What the exercise asks = Extract every line of the material below that contains the string "bounding", where uppercase and lowercase letters must match.

Material to process =
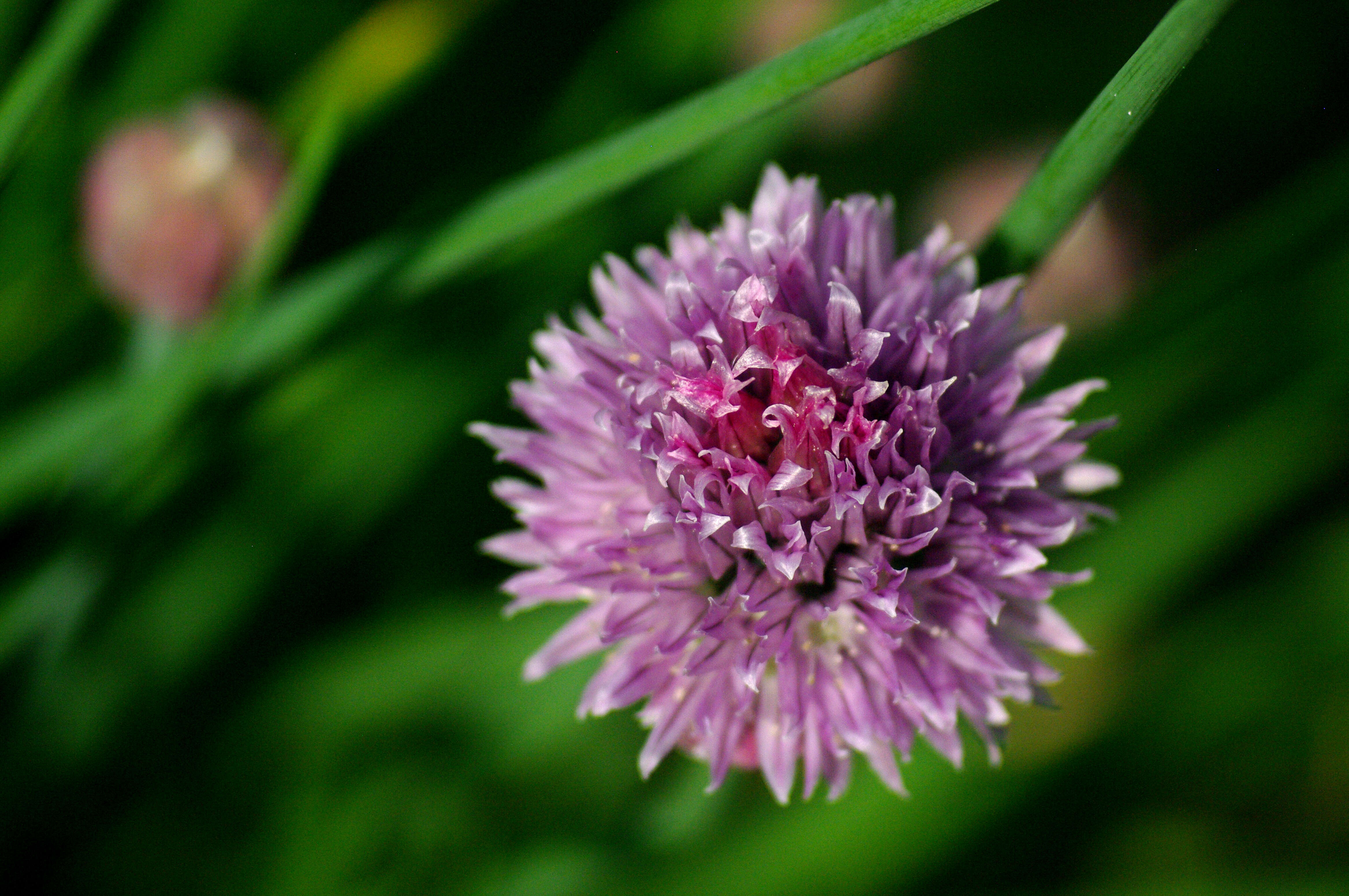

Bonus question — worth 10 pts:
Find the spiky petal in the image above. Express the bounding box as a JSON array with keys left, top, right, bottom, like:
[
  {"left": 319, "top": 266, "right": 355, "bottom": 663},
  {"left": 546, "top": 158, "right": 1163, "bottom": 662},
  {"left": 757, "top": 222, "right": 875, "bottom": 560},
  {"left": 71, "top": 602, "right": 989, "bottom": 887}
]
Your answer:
[{"left": 474, "top": 166, "right": 1116, "bottom": 802}]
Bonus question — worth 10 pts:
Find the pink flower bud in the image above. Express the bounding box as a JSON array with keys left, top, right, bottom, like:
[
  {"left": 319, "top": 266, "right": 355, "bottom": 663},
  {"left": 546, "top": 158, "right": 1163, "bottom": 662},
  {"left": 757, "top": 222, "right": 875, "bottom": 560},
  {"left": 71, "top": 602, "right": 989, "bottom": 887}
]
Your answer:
[{"left": 84, "top": 100, "right": 285, "bottom": 324}]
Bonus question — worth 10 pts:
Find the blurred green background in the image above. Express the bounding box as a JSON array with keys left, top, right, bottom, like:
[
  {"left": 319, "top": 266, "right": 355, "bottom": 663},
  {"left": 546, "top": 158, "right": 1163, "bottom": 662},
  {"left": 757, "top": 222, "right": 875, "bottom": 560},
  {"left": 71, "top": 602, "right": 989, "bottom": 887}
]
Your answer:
[{"left": 0, "top": 0, "right": 1349, "bottom": 896}]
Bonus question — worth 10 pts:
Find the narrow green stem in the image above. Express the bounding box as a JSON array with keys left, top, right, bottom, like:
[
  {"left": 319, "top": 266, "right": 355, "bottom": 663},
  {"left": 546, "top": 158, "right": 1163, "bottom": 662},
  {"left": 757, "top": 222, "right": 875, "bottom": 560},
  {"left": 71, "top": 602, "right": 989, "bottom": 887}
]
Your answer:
[
  {"left": 979, "top": 0, "right": 1233, "bottom": 281},
  {"left": 0, "top": 0, "right": 117, "bottom": 177},
  {"left": 398, "top": 0, "right": 994, "bottom": 296},
  {"left": 223, "top": 101, "right": 344, "bottom": 314}
]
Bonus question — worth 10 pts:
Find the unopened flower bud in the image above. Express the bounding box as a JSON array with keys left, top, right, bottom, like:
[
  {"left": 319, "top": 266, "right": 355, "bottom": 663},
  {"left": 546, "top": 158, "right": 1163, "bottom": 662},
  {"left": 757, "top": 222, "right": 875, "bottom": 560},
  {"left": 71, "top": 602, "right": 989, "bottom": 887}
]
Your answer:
[{"left": 84, "top": 100, "right": 285, "bottom": 324}]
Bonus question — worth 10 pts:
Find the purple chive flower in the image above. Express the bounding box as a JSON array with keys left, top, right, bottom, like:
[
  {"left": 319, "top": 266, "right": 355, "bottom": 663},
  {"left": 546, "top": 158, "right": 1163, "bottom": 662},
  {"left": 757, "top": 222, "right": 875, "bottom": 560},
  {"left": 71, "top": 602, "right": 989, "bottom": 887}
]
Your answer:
[{"left": 474, "top": 166, "right": 1117, "bottom": 803}]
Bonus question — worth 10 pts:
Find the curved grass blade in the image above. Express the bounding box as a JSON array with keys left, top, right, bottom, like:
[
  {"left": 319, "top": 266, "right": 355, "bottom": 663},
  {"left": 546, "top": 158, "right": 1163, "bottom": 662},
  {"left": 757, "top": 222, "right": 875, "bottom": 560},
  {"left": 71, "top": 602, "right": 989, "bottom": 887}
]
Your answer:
[
  {"left": 0, "top": 0, "right": 117, "bottom": 177},
  {"left": 398, "top": 0, "right": 994, "bottom": 296},
  {"left": 979, "top": 0, "right": 1233, "bottom": 281}
]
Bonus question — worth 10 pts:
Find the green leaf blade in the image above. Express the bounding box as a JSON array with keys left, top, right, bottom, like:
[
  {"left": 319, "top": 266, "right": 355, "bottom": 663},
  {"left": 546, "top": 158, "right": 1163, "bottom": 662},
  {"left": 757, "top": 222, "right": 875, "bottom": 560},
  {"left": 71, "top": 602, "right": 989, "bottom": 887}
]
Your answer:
[
  {"left": 0, "top": 0, "right": 117, "bottom": 177},
  {"left": 979, "top": 0, "right": 1233, "bottom": 279},
  {"left": 399, "top": 0, "right": 996, "bottom": 296}
]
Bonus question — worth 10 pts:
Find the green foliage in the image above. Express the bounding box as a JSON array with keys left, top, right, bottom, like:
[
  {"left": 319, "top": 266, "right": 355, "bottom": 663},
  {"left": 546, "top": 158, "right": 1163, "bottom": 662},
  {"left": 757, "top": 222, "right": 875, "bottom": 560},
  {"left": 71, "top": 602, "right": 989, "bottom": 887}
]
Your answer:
[{"left": 0, "top": 0, "right": 1349, "bottom": 896}]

Expected output =
Find the spiky petal in the image above. Express the bounding box as a JSON array with keys left, top, right, bottom, like:
Find the pink flower bud in the image above. Express the bounding box as a JSON array with keys left, top, right, bottom, like:
Find the blurred green background in the image above. Express the bounding box as a JSON array with keys left, top, right, bottom, like:
Find the narrow green stem in the image above. Express the bounding box as a JSON array with keys left, top, right, bottom, like:
Find the unopened flower bud in the image above. Express the bounding box as a JSON array with keys left, top, right, bottom, like:
Find the purple chive flower in the image above. Express the bounding box as a JSON array with keys left, top, right, bottom, like:
Find the curved grass blade in the image above. Express the bounding box as a JSON array with keys left, top, right, bottom, like:
Find the green leaf blade in the image above. Express the bounding box as a JSON array with keys left, top, right, bottom, like:
Find the green foliage in the image above. Express the bounding box as a JSON array with keys left, top, right, bottom, like:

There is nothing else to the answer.